→ SELECTION

01 09 10 Tweet Dietitians Eat Chocolate Too: FNCE 2008 "Dietetic Interns Step Outside the Box and Create an Employee Wellness Program"

Saturday, November 1, 2008

FNCE 2008 "Dietetic Interns Step Outside the Box and Create an Employee Wellness Program"

Hello everyone.

Thought I'd do some shameless self promotion and get right to the meat of this year's Food Nutrition Convention and Expo (FNCE) the Mecca of the nation's RD's/nutritionistas/calorie snobs/foodies. I didn't spend oodles of time at the event, however I did come up on Tuesday to present my awesome poster that I had done during my internship program. It was really a great experience.

First off, if you ever have an opportunity to become active in your local organizations, whether it's the ADA, PTA, or even a civic club meeting, it's a wonderful opportunity to delve into your own interests, meet others who share your interests, and network (hey you may get or give career advice).

Records from a point labeling set
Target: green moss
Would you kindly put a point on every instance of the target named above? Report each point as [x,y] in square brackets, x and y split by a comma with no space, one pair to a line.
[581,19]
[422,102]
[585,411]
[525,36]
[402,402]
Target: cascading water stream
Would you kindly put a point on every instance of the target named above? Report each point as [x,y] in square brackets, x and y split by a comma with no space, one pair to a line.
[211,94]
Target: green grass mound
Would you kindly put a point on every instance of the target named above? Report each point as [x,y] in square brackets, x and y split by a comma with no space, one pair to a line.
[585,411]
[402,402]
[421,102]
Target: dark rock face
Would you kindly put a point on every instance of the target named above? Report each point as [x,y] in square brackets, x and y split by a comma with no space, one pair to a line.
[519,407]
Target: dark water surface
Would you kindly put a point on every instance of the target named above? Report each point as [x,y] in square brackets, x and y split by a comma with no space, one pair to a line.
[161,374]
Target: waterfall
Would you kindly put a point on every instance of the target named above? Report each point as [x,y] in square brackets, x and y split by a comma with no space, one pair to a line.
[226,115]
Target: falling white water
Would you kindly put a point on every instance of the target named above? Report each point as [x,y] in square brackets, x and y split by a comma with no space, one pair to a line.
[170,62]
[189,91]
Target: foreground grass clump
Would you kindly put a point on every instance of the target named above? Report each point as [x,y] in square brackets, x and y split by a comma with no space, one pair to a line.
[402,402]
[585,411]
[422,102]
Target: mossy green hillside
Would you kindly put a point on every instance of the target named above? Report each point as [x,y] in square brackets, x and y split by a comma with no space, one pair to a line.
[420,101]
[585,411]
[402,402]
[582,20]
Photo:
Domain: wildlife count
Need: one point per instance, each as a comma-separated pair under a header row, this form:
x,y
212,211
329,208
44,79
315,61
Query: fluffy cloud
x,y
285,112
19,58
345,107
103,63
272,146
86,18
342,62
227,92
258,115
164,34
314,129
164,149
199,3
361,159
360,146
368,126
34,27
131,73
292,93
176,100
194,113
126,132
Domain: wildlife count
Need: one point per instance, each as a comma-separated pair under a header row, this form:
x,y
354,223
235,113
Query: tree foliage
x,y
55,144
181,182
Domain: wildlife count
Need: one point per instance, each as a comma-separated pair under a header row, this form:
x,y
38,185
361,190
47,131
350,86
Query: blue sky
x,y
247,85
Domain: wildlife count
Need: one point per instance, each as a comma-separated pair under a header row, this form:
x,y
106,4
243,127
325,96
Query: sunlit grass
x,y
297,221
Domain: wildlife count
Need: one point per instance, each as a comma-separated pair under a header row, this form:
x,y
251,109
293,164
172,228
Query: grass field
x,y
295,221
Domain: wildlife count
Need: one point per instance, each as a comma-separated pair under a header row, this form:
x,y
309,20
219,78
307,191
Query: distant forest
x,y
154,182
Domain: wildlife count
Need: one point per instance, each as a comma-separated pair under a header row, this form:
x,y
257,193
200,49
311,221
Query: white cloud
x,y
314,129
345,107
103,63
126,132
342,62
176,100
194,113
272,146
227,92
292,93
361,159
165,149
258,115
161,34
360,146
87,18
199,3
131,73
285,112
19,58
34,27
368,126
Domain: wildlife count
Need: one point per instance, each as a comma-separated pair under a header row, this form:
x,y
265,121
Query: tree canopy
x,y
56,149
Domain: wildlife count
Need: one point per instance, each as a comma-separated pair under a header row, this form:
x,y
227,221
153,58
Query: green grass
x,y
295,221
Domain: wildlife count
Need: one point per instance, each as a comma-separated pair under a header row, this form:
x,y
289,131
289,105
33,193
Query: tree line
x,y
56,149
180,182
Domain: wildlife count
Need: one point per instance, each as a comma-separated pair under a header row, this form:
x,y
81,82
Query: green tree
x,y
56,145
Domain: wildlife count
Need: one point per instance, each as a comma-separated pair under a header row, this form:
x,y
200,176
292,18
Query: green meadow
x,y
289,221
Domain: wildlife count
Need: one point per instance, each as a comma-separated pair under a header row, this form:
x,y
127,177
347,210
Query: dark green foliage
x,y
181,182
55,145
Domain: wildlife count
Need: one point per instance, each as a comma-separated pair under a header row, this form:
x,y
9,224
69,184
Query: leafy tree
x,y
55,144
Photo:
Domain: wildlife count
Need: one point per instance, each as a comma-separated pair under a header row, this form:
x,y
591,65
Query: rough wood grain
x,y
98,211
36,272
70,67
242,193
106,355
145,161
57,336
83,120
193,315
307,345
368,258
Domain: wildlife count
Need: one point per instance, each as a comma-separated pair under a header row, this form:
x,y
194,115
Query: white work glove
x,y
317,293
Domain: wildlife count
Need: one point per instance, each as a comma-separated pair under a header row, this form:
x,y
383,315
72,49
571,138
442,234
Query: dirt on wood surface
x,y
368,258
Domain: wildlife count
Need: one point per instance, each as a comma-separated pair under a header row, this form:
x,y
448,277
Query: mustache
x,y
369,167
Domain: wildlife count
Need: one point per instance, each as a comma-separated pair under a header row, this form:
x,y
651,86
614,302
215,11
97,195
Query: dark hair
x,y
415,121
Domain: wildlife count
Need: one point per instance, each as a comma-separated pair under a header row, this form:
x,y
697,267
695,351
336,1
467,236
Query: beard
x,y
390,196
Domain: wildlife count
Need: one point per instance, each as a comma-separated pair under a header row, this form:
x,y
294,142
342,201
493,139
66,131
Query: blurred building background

→ EXERCISE INSTRUCTIONS
1 > In the blog post about FNCE 2008, what day did the writer come to the event to present the poster?
2 > Reproduce the stretch of the FNCE 2008 blog post from "Thought I'd do" through "give career advice).", swapping "oodles of time" for "a lot of time".
3 > Pick up the blog post about FNCE 2008 where it stops and write the next part.

→ SOLVED PROBLEMS
1 > Tuesday

2 >
Thought I'd do some shameless self promotion and get right to the meat of this year's Food Nutrition Convention and Expo (FNCE) the Mecca of the nation's RD's/nutritionistas/calorie snobs/foodies. I didn't spend a lot of time at the event, however I did come up on Tuesday to present my awesome poster that I had done during my internship program. It was really a great experience.

First off, if you ever have an opportunity to become active in your local organizations, whether it's the ADA, PTA, or even a civic club meeting, it's a wonderful opportunity to delve into your own interests, meet others who share your interests, and network (hey you may get or give career advice).

3 >
My poster which I did with my internship partner Heather was based on a nutrition wellness program we were starting to implement at the University of Maryland College Park South Campus Dining Hall. It was a Rose Mary's Baby of sorts to pull together, but having the honor of it being posted in a national convention and other professionals/colleagues/students take a gander at it made it worth all the while.

The main purpose of the program was to get the dining hall staff to eat healthier...what we didn't expect was that there were socioeconomic/language barriers that limited what we could do. Also, the managers (college educated professionals) gave us little time to interact with the employees to figure out what they wanted and what their needs are.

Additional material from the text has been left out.